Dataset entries
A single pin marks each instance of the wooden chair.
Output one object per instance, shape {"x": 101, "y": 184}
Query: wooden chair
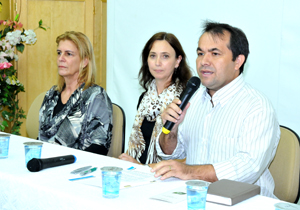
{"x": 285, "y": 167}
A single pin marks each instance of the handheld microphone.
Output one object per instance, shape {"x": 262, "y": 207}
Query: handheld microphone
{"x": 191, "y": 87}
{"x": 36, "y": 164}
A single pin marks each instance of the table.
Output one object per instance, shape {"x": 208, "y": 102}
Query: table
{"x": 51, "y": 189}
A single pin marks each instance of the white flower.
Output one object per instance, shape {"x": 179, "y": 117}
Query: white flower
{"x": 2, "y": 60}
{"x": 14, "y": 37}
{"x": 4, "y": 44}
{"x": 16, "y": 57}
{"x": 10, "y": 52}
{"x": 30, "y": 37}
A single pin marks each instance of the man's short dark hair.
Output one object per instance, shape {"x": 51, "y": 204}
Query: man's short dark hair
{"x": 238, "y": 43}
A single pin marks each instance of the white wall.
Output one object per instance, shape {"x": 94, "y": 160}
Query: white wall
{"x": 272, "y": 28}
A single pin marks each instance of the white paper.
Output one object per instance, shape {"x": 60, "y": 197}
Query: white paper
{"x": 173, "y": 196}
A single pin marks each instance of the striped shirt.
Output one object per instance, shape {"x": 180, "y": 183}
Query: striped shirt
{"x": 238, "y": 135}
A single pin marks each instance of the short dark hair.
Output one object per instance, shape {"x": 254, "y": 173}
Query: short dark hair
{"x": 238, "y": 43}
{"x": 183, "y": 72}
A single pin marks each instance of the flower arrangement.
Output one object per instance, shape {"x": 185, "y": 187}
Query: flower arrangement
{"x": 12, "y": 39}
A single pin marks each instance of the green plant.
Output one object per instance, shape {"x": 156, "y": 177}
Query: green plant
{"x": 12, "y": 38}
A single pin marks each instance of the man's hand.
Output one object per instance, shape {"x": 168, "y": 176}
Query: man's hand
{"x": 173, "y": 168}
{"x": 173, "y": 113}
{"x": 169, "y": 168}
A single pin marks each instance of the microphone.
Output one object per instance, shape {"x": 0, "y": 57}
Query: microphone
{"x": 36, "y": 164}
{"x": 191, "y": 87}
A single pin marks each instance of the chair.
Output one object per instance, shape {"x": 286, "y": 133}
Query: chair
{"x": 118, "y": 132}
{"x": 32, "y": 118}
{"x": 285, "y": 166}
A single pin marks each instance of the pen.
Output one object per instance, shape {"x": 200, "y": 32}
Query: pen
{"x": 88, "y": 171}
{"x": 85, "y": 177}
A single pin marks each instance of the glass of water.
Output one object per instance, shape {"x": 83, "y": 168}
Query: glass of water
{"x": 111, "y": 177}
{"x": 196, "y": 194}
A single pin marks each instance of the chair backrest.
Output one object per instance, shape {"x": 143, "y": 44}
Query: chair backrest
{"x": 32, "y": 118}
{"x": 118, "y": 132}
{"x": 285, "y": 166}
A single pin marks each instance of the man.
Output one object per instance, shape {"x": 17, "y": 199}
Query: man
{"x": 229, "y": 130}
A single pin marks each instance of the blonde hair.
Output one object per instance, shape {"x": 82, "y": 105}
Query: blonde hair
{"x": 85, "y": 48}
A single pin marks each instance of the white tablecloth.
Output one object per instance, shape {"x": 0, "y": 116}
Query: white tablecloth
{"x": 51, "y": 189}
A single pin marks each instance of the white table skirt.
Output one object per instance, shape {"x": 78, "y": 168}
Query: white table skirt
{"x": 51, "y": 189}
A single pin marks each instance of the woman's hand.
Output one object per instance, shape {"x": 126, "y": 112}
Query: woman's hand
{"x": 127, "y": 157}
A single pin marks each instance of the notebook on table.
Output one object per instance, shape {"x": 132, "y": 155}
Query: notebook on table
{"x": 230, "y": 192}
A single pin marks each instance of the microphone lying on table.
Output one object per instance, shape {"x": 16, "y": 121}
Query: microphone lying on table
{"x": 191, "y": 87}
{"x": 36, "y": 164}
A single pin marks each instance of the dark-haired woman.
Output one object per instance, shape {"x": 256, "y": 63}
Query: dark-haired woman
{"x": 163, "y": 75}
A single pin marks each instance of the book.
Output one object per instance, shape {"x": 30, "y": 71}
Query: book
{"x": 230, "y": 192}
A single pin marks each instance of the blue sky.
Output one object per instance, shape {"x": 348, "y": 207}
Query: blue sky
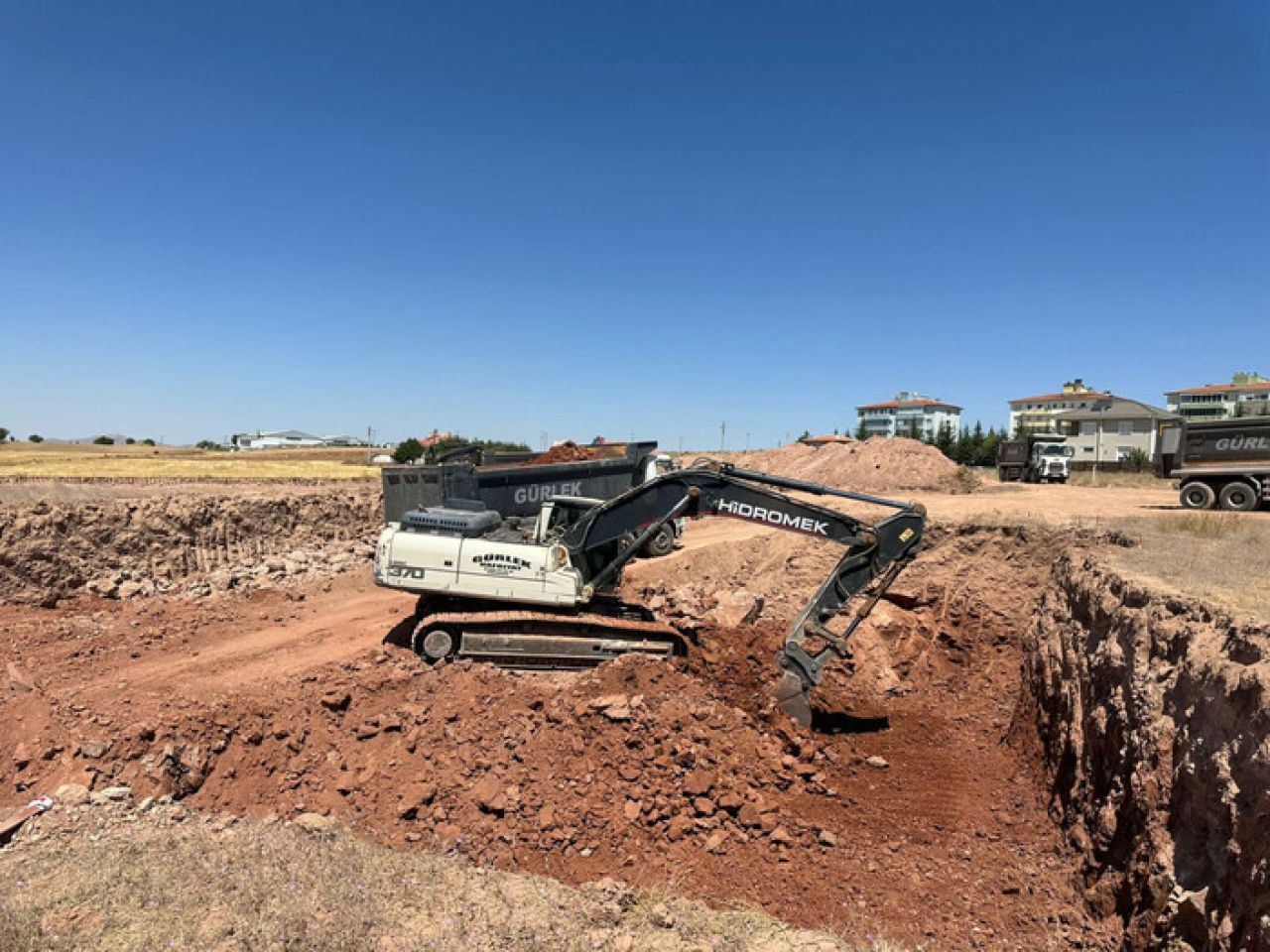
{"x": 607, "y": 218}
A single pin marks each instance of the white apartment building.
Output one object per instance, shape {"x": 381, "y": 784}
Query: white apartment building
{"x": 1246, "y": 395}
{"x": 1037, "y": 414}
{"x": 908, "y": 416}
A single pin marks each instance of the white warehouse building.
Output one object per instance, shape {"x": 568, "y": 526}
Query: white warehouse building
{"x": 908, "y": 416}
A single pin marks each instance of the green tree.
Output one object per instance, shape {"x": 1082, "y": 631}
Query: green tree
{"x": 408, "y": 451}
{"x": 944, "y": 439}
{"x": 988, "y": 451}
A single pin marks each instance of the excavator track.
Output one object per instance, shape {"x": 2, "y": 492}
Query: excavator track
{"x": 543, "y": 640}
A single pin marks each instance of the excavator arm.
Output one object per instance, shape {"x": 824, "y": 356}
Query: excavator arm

Exercise prompt: Reproduce every one of the entries above verbatim, omitting the pictures.

Finished exercise:
A single pin marks each instance of the wooden chair.
Output one object per instance, shape {"x": 101, "y": 184}
Query: wooden chair
{"x": 285, "y": 167}
A single pin marks each instance of the handheld microphone.
Output one object per instance, shape {"x": 262, "y": 207}
Query: handheld microphone
{"x": 191, "y": 87}
{"x": 36, "y": 164}
A single pin marks each instance of the table.
Output one object per instance, shape {"x": 208, "y": 102}
Query: table
{"x": 51, "y": 189}
A single pin marks each instance of the white flower.
Output one object per instance, shape {"x": 179, "y": 117}
Query: white flower
{"x": 2, "y": 60}
{"x": 14, "y": 37}
{"x": 4, "y": 44}
{"x": 16, "y": 57}
{"x": 10, "y": 52}
{"x": 30, "y": 37}
A single pin marks each instance of the man's short dark hair.
Output one object per instance, shape {"x": 51, "y": 204}
Query: man's short dark hair
{"x": 238, "y": 43}
A single pin marks each instance of the white wall.
Output one object per instance, shape {"x": 94, "y": 160}
Query: white wall
{"x": 272, "y": 28}
A single pin marks each instance of the white paper.
Output one object per instance, shape {"x": 60, "y": 197}
Query: white paper
{"x": 173, "y": 196}
A single pin marks each instance of the striped shirt.
Output one object per instance, shape {"x": 180, "y": 183}
Query: striped shirt
{"x": 238, "y": 135}
A single pin marks each instance of the short dark hair.
Output one object per instance, shape {"x": 254, "y": 173}
Query: short dark hair
{"x": 238, "y": 43}
{"x": 183, "y": 72}
A single pin marks each instance of the flower arrangement.
Output one object per instance, shape {"x": 185, "y": 187}
Query: flower arrangement
{"x": 12, "y": 39}
A single pin marks each instance of the green plant.
Output one object per instance, shape {"x": 156, "y": 177}
Query: green plant
{"x": 12, "y": 38}
A single pin marks each instance of the man's hand.
Output one object per instance, shape {"x": 168, "y": 176}
Query: man's hand
{"x": 173, "y": 168}
{"x": 173, "y": 113}
{"x": 169, "y": 168}
A single pin marks each instance of the microphone.
Output one object per instance, shape {"x": 0, "y": 57}
Query: microphone
{"x": 36, "y": 164}
{"x": 191, "y": 87}
A single pin marks each instance of the chair.
Output one object per instance, shape {"x": 286, "y": 133}
Query: chair
{"x": 118, "y": 132}
{"x": 32, "y": 118}
{"x": 285, "y": 166}
A single pin marks each instance of the pen.
Output one object per instance, shape {"x": 200, "y": 32}
Query: pen
{"x": 88, "y": 171}
{"x": 85, "y": 177}
A single pin marks each instance of the glass of water.
Output one object per instance, shape {"x": 83, "y": 168}
Query: glass of water
{"x": 111, "y": 177}
{"x": 196, "y": 194}
A single pin marks each instance of the chair backrest.
Output one object per instance, shape {"x": 143, "y": 44}
Query: chair backrest
{"x": 32, "y": 118}
{"x": 118, "y": 132}
{"x": 285, "y": 166}
A single pin marks each instance of the man.
Output one object per instance, shape {"x": 17, "y": 199}
Query: man
{"x": 229, "y": 130}
A single pin marks each instance of the blonde hair.
Output one object per instance, shape {"x": 82, "y": 105}
Query: blonde hair
{"x": 85, "y": 48}
A single pin marks each instance of the white tablecloth.
Output one object per instance, shape {"x": 0, "y": 116}
Query: white tablecloth
{"x": 51, "y": 189}
A single pin marks each instance of the white table skirt.
Output one object per instance, shape {"x": 78, "y": 168}
Query: white table skirt
{"x": 51, "y": 189}
A single pin marks each instance of the woman's hand.
Output one object per instance, shape {"x": 126, "y": 112}
Query: woman's hand
{"x": 127, "y": 157}
A single pin marks each instance of the notebook on table.
Output one object per instance, shape {"x": 132, "y": 155}
Query: notebook on table
{"x": 230, "y": 192}
A single pin marks each instance of the microphone lying on table.
Output one object per instance, shape {"x": 16, "y": 121}
Query: microphone lying on table
{"x": 191, "y": 87}
{"x": 36, "y": 164}
A single pin marks each instance of the dark-haired woman.
Output one object per instance, shape {"x": 256, "y": 63}
Query: dark-haired woman
{"x": 163, "y": 75}
A single pin marks each instance of the book.
Output one object per instance, shape {"x": 30, "y": 71}
Query: book
{"x": 230, "y": 192}
A single pin marks each instance of the blue sky.
Output one object per instance, shape {"x": 348, "y": 207}
Query: blue sky
{"x": 607, "y": 218}
A single pin marks each instance of the white apartment building.
Output one object per instance, shape {"x": 381, "y": 784}
Query: white apartment building
{"x": 1246, "y": 395}
{"x": 1037, "y": 414}
{"x": 908, "y": 416}
A single pin marks each instance of the white warehouse building.
Output one object per instance, shape {"x": 568, "y": 526}
Query: white warehouse building
{"x": 908, "y": 416}
A single pin marks each instance of the green tree.
Output one object per instance, shape {"x": 1082, "y": 631}
Query: green tree
{"x": 408, "y": 451}
{"x": 944, "y": 439}
{"x": 988, "y": 451}
A single pin marks each instance of the excavator track.
Output one object per instance, shape {"x": 2, "y": 492}
Query: excavator track
{"x": 543, "y": 640}
A single pin marks each instance of the excavator arm.
Output one object per instance, shape {"x": 824, "y": 356}
Query: excavator arm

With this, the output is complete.